▶ [DOCUMENT SEGMENT]
Who: Wes Goodwin, Clemson
Title: Defensive coordinator/linebackers coach
Previous stop: Clemson senior defensive assistant (2018-21)
Why he's important: When Dabo Swinney was promoted to Clemson's head coach in 2008, he immediately replaced offensive coordinator Rob Spence with a 29-year-old tight ends coach named Billy Napier. After the season, Kevin Steele replaced Vic Koenning as defensive coordinator. Napier was replaced after 2010, when Clemson finished 90th in yards per play. Steele lasted until the end of the 2011 season, when West Virginia unloaded 70 points on the Tigers in the Orange Bowl. (A GA on that defensive staff: Wes Goodwin.)
In replacing Napier, Swinney hired Chad Morris.
In replacing Steele, Swinney hired Brent Venables.
We all know how those moves went. Clemson went 11-2 in the first year of the Morris-Venables tandem. Though Morris eventually left after the 2014 season, from 2015-20 Clemson went 79-7 with six consecutive ACC championships, six consecutive CFP berths, four national championship game appearances, and two national titles -- both won head-to-head over Alabama. In an era where national champions are won quickly or not at all, Swinney defied gravity by steadily building Clemson from a solid program, to a really, really good one, and then to the absolute pinnacle of the sport. Best is the standard, as they say.
Then came the 2021 season. As far as disasters go, this was a mild one. Clemson went 10-3, not 6-7. The run of six straight AP Top 5 finishes ended, with the Tigers falling all the way to... 14th. Only one of the three defeats came by more than a touchdown, and the 6-game winning streak Clemson carries into 2022 is the second-longest in college football. A down season had to come some time -- Clemson's six straight CFP berths bested Alabama's run of five straight, from 2014-18 -- and if one wanted to argue 2021 was a mere bump in the road and not a total change of course, there's plenty of evidence to make that case.

▶ [SET TASK] Write the next part of the Clemson coaching article, picking up after its last sentence.

▶ [Excerpts from a point labeling dataset]

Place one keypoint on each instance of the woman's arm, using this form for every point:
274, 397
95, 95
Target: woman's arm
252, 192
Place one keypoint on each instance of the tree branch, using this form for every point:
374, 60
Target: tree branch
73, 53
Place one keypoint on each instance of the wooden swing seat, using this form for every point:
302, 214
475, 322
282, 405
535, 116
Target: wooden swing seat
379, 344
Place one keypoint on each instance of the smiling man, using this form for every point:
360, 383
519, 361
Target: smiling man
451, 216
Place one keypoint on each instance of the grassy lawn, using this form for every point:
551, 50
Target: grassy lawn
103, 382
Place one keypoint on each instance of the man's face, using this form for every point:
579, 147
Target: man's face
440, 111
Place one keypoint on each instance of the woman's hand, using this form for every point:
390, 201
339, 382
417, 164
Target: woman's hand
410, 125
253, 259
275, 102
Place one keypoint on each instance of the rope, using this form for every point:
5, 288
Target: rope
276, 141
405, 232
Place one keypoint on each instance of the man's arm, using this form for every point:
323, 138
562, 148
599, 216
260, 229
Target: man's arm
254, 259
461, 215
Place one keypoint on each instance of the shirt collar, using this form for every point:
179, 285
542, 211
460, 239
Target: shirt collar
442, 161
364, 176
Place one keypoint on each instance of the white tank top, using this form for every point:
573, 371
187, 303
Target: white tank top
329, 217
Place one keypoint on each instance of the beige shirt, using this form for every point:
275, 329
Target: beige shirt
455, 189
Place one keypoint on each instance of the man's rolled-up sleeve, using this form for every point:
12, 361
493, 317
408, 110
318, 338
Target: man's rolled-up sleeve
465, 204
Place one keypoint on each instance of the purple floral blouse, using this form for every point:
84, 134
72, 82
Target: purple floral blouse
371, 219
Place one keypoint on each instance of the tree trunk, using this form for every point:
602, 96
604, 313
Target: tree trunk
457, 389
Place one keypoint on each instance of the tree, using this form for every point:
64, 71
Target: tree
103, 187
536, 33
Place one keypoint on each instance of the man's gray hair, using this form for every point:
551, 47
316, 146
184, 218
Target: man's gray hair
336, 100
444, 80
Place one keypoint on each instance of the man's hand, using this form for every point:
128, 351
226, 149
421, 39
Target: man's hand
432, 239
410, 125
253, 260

▶ [RESULT OF THE TASK]
Fast forward to December. Oklahoma hired Venables on Dec. 5, and Virginia hired offensive coordinator Tony Elliott on Dec. 10.
Here was an opportunity to reshape the direction of the program, if Dabo so desired. Elliott was the highest-paid offensive coordinator in the country, and Venables the highest-paid coordinator, period, earning a combined $4.5 million in '21. And it's not as if Dabo doesn't have juice at Clemson. If he wanted to push that number to $5 million, he could have. Combined with his reputation as a generally great boss to work for and the returning players at Clemson, all he had to do was say the world and the crème de la crème of coordinators would've crawled over broken glass to get to Clemson. Dabo could have hired the Chad Morris and the Brent Venables of 2021 at once. It wouldn't have been a refresh, not a reset, at a natural time. 2015 to 2020 were great, but we all need some new blood from time to time, right?
Wrong.
PREVIOUS INSTALLMENTS: No. 15 Tim DeRutyer (Texas Tech); No. 14 Rob Sale (Florida); No. 13 Joe Gillespie (TCU); No. 12: Brennan Marion (Texas); No. 11: Derek Mason (Oklahoma State); No. 10: Eric Kiesau (Auburn); No. 9: Mike Denbrock (LSU); Jesse Minter (Michigan); No. 7: Mark Whipple (Nebraska); No. 6: Josh Henson (USC); No. 5: Jeff Lebby (Oklahoma); No. 4: Josh Gattis (Miami).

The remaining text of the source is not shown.